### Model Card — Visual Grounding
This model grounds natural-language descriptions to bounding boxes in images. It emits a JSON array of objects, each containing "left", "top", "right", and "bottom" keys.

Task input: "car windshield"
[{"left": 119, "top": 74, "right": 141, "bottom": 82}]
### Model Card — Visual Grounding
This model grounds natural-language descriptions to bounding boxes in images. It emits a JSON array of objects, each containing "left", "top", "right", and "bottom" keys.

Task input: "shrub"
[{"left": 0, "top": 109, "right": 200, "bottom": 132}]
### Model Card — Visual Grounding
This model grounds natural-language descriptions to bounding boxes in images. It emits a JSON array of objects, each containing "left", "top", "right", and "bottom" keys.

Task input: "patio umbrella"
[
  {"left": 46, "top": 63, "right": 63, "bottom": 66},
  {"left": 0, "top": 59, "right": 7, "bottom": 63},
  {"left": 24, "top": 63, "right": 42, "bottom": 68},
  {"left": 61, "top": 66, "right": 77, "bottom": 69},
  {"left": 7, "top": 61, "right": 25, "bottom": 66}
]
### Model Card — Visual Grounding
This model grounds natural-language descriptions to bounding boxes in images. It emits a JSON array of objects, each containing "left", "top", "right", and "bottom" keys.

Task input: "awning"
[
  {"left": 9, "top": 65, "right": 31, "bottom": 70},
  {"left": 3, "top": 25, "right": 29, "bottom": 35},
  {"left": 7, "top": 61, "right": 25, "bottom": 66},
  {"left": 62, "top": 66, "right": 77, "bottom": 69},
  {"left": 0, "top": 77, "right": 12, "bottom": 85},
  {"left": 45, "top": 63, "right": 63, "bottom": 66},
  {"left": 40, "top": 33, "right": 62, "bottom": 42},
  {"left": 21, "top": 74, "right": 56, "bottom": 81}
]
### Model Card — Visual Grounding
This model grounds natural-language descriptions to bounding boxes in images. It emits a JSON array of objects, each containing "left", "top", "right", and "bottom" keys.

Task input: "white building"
────────────────────────────────────────
◆ Task brief: Transcribe the data above so that every line matches exactly.

◆ Answer space:
### Model Card — Visual Grounding
This model grounds natural-language descriptions to bounding boxes in images. It emits a JSON array of objects, each containing "left", "top", "right", and "bottom" keys.

Task input: "car windshield"
[{"left": 119, "top": 74, "right": 141, "bottom": 82}]
### Model Card — Visual Grounding
This model grounds natural-language descriptions to bounding boxes in images. It emits a JSON array of objects, each containing "left", "top", "right", and "bottom" keys.

Task input: "shrub"
[{"left": 0, "top": 109, "right": 200, "bottom": 132}]
### Model Card — Visual Grounding
This model grounds natural-language descriptions to bounding boxes in images. It emits a JSON array of objects, each containing "left", "top", "right", and "bottom" keys.

Task input: "patio umbrella"
[
  {"left": 46, "top": 63, "right": 63, "bottom": 66},
  {"left": 0, "top": 59, "right": 7, "bottom": 63},
  {"left": 24, "top": 63, "right": 42, "bottom": 68},
  {"left": 61, "top": 66, "right": 77, "bottom": 69},
  {"left": 7, "top": 61, "right": 25, "bottom": 66}
]
### Model Card — Visual Grounding
This model grounds natural-language descriptions to bounding boxes in images. It emits a JSON array of objects, each containing "left", "top", "right", and "bottom" keys.

Task input: "awning"
[
  {"left": 9, "top": 65, "right": 31, "bottom": 70},
  {"left": 3, "top": 25, "right": 29, "bottom": 35},
  {"left": 7, "top": 61, "right": 25, "bottom": 66},
  {"left": 62, "top": 66, "right": 77, "bottom": 69},
  {"left": 0, "top": 77, "right": 12, "bottom": 85},
  {"left": 45, "top": 63, "right": 63, "bottom": 66},
  {"left": 40, "top": 33, "right": 62, "bottom": 42},
  {"left": 21, "top": 74, "right": 56, "bottom": 81}
]
### Model Card — Visual Grounding
This model grounds natural-language descriptions to bounding boxes in images. It emits a JSON array of objects, each containing "left", "top", "right", and "bottom" keys.

Task input: "white building"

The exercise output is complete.